## [Exercise data]

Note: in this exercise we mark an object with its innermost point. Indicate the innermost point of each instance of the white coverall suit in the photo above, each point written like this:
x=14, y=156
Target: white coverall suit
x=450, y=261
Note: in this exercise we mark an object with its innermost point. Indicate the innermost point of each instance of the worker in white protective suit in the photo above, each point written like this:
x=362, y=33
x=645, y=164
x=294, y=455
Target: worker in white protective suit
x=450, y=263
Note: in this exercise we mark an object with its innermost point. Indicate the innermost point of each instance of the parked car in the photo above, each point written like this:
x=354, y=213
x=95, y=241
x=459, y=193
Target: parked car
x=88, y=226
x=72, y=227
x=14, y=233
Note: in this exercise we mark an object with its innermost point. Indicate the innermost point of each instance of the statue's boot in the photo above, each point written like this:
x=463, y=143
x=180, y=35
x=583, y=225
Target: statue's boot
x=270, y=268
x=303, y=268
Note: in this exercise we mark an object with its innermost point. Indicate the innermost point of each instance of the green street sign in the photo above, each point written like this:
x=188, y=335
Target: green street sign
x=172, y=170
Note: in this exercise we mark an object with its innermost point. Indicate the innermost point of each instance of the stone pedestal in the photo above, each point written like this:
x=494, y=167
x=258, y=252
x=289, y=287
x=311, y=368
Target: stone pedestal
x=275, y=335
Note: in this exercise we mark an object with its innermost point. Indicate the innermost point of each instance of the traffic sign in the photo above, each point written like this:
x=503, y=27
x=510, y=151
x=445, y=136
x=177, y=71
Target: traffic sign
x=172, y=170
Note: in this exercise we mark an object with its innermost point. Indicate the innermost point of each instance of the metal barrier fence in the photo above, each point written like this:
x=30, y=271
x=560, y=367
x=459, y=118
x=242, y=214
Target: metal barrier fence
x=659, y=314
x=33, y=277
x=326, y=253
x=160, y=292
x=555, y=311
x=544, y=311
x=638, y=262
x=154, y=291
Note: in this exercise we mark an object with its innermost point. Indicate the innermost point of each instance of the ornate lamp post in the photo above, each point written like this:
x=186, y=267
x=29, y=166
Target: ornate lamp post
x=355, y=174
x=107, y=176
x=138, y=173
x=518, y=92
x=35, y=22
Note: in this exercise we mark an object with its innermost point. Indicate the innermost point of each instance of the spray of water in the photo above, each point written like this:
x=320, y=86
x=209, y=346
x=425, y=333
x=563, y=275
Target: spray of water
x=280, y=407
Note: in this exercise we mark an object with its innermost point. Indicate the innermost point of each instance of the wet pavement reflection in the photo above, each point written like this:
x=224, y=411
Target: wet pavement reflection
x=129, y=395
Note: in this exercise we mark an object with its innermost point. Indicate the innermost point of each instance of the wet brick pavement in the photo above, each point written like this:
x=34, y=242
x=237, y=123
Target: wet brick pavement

## [Description of the task]
Report how many lines of the data contain the word "brick", using the number alone.

## [Your response]
2